Constituye  un  mito catalizador, provocador de acción y de aliento, para remediar esta progresiva anomia en la cual nos va sumiendo la evolución de la civilización occidental. Porque nadie, en el fondo de la ciudad, se siente realmente transformador de naturaleza. Lo dije en un articulo anterior.  Las  transformaciones  se  las relegamos a las oficinas especializadas y haríamos muy mal en querer hacer la transformación por nuestra cuenta. 

Además, uno piensa si esta transformación mítica no es inculcada a la masa y, además, a los campesinos, en el fondo, para transferir a terceros la convicción profunda de que no somos totalmente los transformadores de la naturaleza. El mito, desde este punto de vista, responde a una psicosis colectiva de la burguesía sudamericana que sustituye, en parte y en razón quizá de un temor colectivo, la angustia ante un juicio final, parecido al que se esgrimiera a fines de la edad media europea. 

De ahí que, si se hace cargo al campesino de esta transformación, se comete un error, porque el buen campesino, en mayor medida que el hombre de la ciudad, está realmente transformando la naturaleza. De modo que si lo acusamos, ¿no será porque en el fondo le asignamos el papel de víctima expiatoria ante una labor que no hemos emprendido totalmente, ni en Sudamérica, ni en el resto del mundo occidental? Y esto, ¿por qué ocurre así?  Pues ha de ser porque el mito de la transformación canaliza de alguna manera la tremenda sensación de inseguridad en que vivimos en la ciudad sudamericana. 

No podemos evitar el punto de vista fenomenológico en este terreno. La naturaleza, quiérase o no, sólo es un contenido de conciencia, de cuya realidad podría dudarse en última instancia. Si bien esta afirmación no tiene por qué ser atribuida a un idealismo decadente, nos abre la puerta para  resolver un problema metodológico. Porque sólo en tanto consideramos a la naturaleza como contenido de conciencia, habremos de comprender  por  qué  el  campesino  "ve"  de otra manera a la naturaleza que nosotros, y  coloca  entonces tres palos para ahuyentar a los gusanos e insiste en rechazar los productos químicos. Precisamente en este "ver" de otra forma las cosas resulta imposible, por no decir nocivo, eso de mutar el ethos de un pueblo como pretenden los desarrollistas, o de inculcar el mito ciudadano de la transformación de la naturaleza como quiere Freire. Una mutación real sólo se podría llevar a cabo sustituyendo los sujetos y eso es inhumano.

* **Problema escrito 1**
Responde las siguientes preguntas sobre el texto acerca del mito de la transformación de la naturaleza.
(a) ¿A quiénes relegamos las transformaciones, según el texto?
(b) ¿A qué angustia sustituye en parte el mito, según el texto?
(c) ¿Qué coloca el campesino para ahuyentar a los gusanos?
* **Problema escrito 2**
Continúa el texto sobre el mito de la transformación de la naturaleza a partir de su última oración.

(Entradas de un conjunto de anotaciones de puntos)
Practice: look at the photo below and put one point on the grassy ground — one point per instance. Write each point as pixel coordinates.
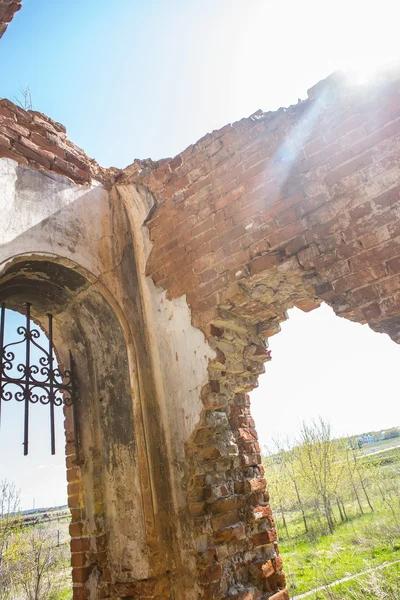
(362, 543)
(380, 446)
(383, 584)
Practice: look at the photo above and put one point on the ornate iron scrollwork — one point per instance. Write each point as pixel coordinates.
(35, 381)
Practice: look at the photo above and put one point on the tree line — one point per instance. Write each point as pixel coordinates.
(30, 556)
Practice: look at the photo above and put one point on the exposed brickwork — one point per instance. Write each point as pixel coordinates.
(278, 210)
(8, 8)
(31, 138)
(281, 209)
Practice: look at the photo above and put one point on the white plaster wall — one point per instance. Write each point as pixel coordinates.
(46, 213)
(180, 351)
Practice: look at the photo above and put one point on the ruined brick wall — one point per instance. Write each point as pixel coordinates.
(8, 8)
(278, 210)
(31, 138)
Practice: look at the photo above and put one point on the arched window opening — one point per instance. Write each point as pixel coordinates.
(30, 374)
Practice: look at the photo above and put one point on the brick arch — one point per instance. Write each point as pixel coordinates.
(106, 518)
(279, 210)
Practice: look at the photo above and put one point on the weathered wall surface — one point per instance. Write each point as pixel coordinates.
(198, 259)
(8, 8)
(281, 209)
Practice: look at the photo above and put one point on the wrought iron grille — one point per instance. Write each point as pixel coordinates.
(38, 379)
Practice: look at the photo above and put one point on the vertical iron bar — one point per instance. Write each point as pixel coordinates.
(51, 386)
(74, 407)
(27, 374)
(3, 314)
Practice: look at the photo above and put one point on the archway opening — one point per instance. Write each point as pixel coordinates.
(85, 324)
(326, 412)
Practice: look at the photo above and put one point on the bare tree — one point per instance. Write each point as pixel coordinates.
(10, 539)
(24, 99)
(39, 561)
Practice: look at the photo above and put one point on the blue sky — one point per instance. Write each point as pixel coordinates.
(133, 79)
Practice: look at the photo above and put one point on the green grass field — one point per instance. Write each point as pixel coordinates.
(361, 543)
(381, 446)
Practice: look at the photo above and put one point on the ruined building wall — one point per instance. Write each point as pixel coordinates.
(187, 265)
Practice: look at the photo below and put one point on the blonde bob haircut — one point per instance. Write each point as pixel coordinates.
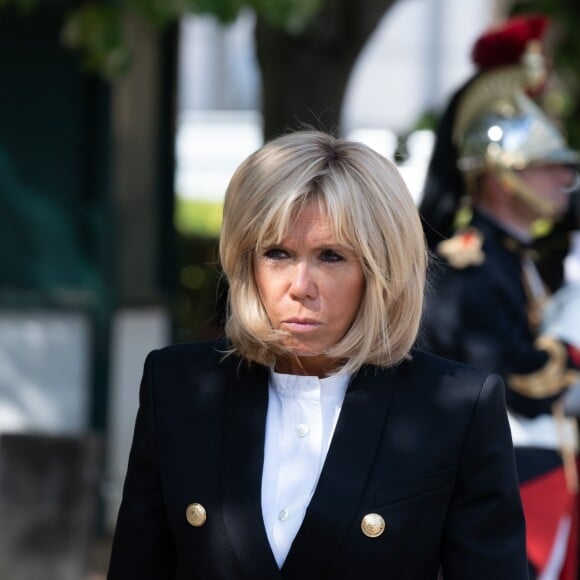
(372, 214)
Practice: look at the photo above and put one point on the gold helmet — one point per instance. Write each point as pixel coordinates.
(499, 127)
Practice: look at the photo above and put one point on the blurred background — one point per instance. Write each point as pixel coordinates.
(120, 125)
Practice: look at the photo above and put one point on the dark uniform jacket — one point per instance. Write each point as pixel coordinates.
(425, 445)
(478, 314)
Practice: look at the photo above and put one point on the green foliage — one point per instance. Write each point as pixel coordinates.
(200, 218)
(96, 29)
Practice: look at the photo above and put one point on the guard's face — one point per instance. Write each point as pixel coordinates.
(552, 183)
(311, 287)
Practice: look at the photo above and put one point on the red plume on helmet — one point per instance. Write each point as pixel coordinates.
(506, 44)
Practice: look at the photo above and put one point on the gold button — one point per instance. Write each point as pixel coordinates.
(196, 514)
(372, 525)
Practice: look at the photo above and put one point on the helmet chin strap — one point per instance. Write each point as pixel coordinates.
(520, 189)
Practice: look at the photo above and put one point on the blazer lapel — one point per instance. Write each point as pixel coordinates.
(344, 475)
(245, 423)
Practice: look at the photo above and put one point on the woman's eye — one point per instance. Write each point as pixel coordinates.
(331, 256)
(275, 254)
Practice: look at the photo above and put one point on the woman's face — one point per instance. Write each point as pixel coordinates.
(311, 287)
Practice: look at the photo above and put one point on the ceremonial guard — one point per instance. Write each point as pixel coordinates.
(513, 170)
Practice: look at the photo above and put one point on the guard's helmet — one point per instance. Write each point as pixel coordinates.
(499, 127)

* **Respuesta 1**
(a) A las oficinas especializadas.
(b) A la angustia ante un juicio final, parecido al que se esgrimiera a fines de la edad media europea.
(c) Tres palos.

* **Respuesta 2**
El  concepto de la transformación de la naturaleza no abre sino que cierra la posibilidad de comprender lo que pasa con el mundo indígena. Lévi Strauss,  por ejemplo, y en especial Verstraeten inician, desde un punto de vista estructural, una amplia comprensión  de  la  cultura  "salvaje" como la denominan los franceses. Pero como ambos autores son marxistas y parten del concepto de un enfrentamiento de hombre y naturaleza y,  por  consiguiente, de un especial concepto de la necesidad, es natural que  terminen  por  preguntar,  como buenos occidentales, el motivo por el cual el pensamiento "salvaje" no llega    a  la  praxis,  aún  cuando  los  sistemas de clasificación producidos por éste parecieran,  como  lo  define  Lévi- Strauss, pero rechaza Freire, un pensamiento de lo concreto, o sea, de la naturaleza. Y lamentarse de eso, no obstante  los  sesudos exámenes del mundo "salvaje" significa calificar a los primitivos como marxistas abortados, lo cual es gratuito. 

El  mito de la transformación, reducido a la interacción entre hombre-necesidad-naturaleza,  responde  a una abstracción y, por consiguiente, corre el riesgo de ser falso. Y como es una abstracción europea, sirve sólo para calcular los remedios que deben arbitrarse, pero sólo para el ámbito occidental y no para los campesinos. Estos, como suponemos todos, tienen necesidades. Pero es curioso que no siempre acepten las soluciones que los agentes del desarrollo le proponen. ¿Por qué? 

Si se toma en cuenta el ámbito existencial en el cual vive un sujeto, cabe afirmar, a las luces de  un examen fenomenológico, que no ha de sentir  necesidades durante todas las horas del día, sino eventualmente. Sería normal que siempre las sienta. Si así fuera, como es lógico, perdería la razón. Por eso cabe pensar que todas las necesidades,  malo  o bien, tendrán su respuesta. 


Lino Spilimbergo "Calle de San Juan" (1929)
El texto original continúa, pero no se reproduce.